* **Supplied records**
────────
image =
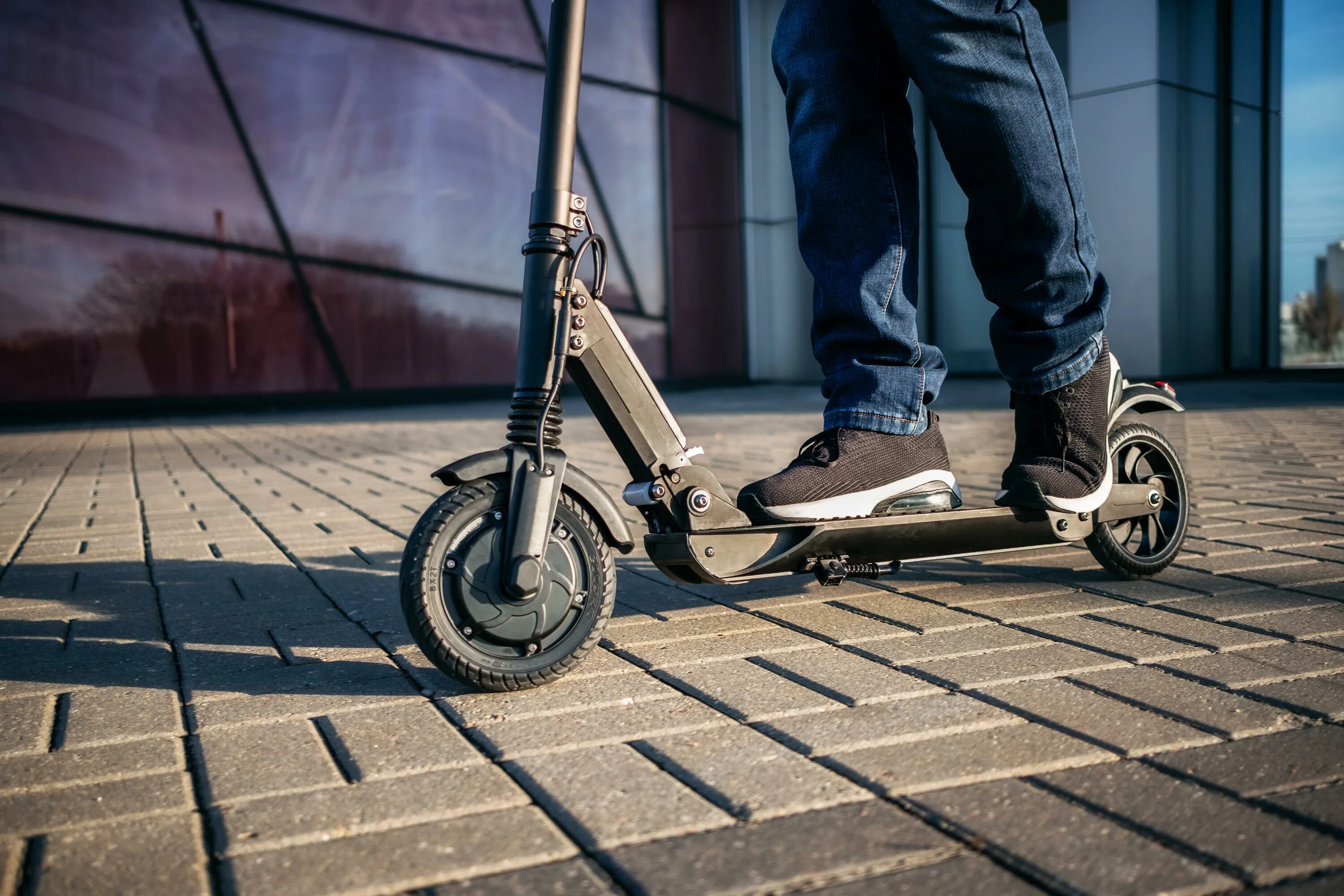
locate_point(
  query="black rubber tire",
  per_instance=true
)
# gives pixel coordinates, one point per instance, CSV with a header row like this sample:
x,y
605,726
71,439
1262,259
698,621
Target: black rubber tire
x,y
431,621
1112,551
────────
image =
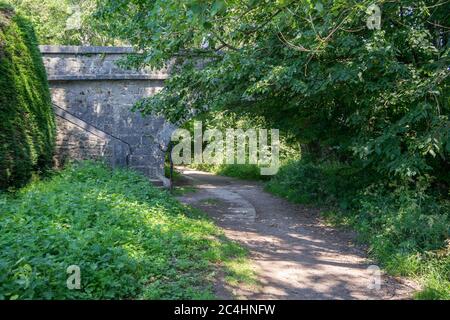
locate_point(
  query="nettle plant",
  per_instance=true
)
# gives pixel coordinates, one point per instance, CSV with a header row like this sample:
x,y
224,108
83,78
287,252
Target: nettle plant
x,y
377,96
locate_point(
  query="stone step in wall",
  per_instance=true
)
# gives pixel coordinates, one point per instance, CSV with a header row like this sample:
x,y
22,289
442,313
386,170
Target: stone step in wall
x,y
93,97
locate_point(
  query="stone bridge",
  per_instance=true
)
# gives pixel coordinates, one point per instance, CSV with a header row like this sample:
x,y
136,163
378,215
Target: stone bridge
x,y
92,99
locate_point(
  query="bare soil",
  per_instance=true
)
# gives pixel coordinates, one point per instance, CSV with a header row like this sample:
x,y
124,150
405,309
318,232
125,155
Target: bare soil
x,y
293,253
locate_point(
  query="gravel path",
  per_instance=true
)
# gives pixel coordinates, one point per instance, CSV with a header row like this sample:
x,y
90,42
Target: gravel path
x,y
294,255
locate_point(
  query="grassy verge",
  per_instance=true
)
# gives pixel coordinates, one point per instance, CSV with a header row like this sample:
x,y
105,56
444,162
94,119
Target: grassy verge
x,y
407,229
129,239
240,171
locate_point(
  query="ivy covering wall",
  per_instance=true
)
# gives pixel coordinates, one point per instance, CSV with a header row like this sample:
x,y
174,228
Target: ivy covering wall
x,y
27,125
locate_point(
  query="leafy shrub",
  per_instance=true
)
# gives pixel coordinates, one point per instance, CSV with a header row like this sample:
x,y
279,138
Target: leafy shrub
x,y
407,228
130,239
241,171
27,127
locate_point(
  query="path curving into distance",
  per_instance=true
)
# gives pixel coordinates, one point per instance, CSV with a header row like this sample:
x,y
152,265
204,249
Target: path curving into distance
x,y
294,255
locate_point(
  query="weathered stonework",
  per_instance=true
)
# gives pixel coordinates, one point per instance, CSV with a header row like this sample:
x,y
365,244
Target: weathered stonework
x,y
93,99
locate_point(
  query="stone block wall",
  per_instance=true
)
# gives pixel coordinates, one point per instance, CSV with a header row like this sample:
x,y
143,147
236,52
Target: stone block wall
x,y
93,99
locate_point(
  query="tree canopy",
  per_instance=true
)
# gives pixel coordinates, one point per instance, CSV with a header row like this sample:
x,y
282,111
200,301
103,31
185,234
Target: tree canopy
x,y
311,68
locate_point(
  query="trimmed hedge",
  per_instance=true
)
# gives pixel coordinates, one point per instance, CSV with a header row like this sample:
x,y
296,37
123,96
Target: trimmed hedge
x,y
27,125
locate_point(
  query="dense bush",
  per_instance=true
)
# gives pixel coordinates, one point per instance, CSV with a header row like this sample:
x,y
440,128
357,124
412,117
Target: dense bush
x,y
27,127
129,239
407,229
────────
* **Exercise task**
Pick out every line in the material above that contains the string "leafy" and copy each one.

* **Solved problem**
  query="leafy shrub",
Target: leafy shrub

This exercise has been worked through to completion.